-- BEGIN Records for the exercise --
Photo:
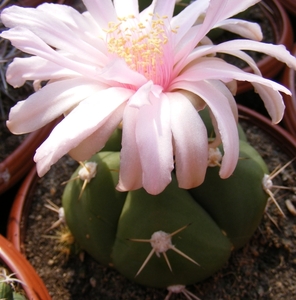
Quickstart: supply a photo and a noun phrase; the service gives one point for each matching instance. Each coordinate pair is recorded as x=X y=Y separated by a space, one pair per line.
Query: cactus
x=8 y=290
x=178 y=237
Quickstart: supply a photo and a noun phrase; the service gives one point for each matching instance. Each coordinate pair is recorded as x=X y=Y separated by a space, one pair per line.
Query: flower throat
x=141 y=45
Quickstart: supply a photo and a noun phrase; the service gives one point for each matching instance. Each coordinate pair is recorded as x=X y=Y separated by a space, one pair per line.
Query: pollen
x=140 y=44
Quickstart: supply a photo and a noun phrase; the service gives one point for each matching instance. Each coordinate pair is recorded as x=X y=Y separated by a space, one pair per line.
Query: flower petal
x=49 y=103
x=130 y=175
x=187 y=17
x=164 y=8
x=35 y=68
x=190 y=142
x=273 y=102
x=118 y=71
x=219 y=106
x=102 y=12
x=79 y=124
x=52 y=31
x=243 y=28
x=154 y=140
x=28 y=42
x=126 y=8
x=215 y=68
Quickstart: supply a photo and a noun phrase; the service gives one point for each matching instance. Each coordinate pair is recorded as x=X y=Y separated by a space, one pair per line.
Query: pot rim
x=18 y=264
x=289 y=80
x=289 y=5
x=18 y=163
x=270 y=66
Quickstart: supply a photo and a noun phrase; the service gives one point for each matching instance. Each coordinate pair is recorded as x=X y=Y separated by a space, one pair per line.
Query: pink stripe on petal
x=190 y=142
x=130 y=175
x=226 y=123
x=154 y=140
-- END Records for the exercise --
### [Instruction]
Swap "noun phrase" for "short description" everywhere it appears in the lines above, changing nothing else, and leave out the pictures.

### [Response to the task]
Photo:
Quickstart: supply a photo and a short description; the service gives one point for each matching instance. Each coordinate pair is recorded as x=X y=Y separated by a space, one pair per line.
Query: cactus
x=8 y=290
x=178 y=237
Quickstart: supply a photo and a short description; the service gives one point for each matching instance. Each coordinate pair is recorded as x=X y=Y separated by a space, one pair per line.
Query: flower throat
x=141 y=45
Quickstart: supply a photo and a short description; the service gives one point for each matching instance. Each coordinate pair is recorded as x=X y=Y separated by a space, one pair per line.
Query: pollen
x=140 y=44
Quickstart: supply a photo and a short description; the service gives one point for each matching instance. Each coordinate pair is recorded as x=X y=Y separated by a space, one pair per line.
Query: flower petal
x=49 y=103
x=130 y=175
x=187 y=17
x=164 y=8
x=35 y=68
x=190 y=142
x=273 y=102
x=118 y=71
x=219 y=106
x=102 y=12
x=79 y=124
x=52 y=31
x=243 y=28
x=154 y=140
x=28 y=42
x=126 y=8
x=215 y=68
Quickstart: supply a photo and a short description; the service gives one point for each matching instance. Each coordinate pair is recorded as x=X y=Y separated by a space, one pair per line.
Query: pot rim
x=18 y=264
x=289 y=80
x=289 y=5
x=18 y=163
x=270 y=66
Quickstart: supply a photo and a short description; the service gives one point for each matching instance. Each coordinate pair is recorded as x=X y=Y separated by a space, one pair per line.
Query: pink stripe on petal
x=190 y=142
x=130 y=175
x=226 y=123
x=154 y=140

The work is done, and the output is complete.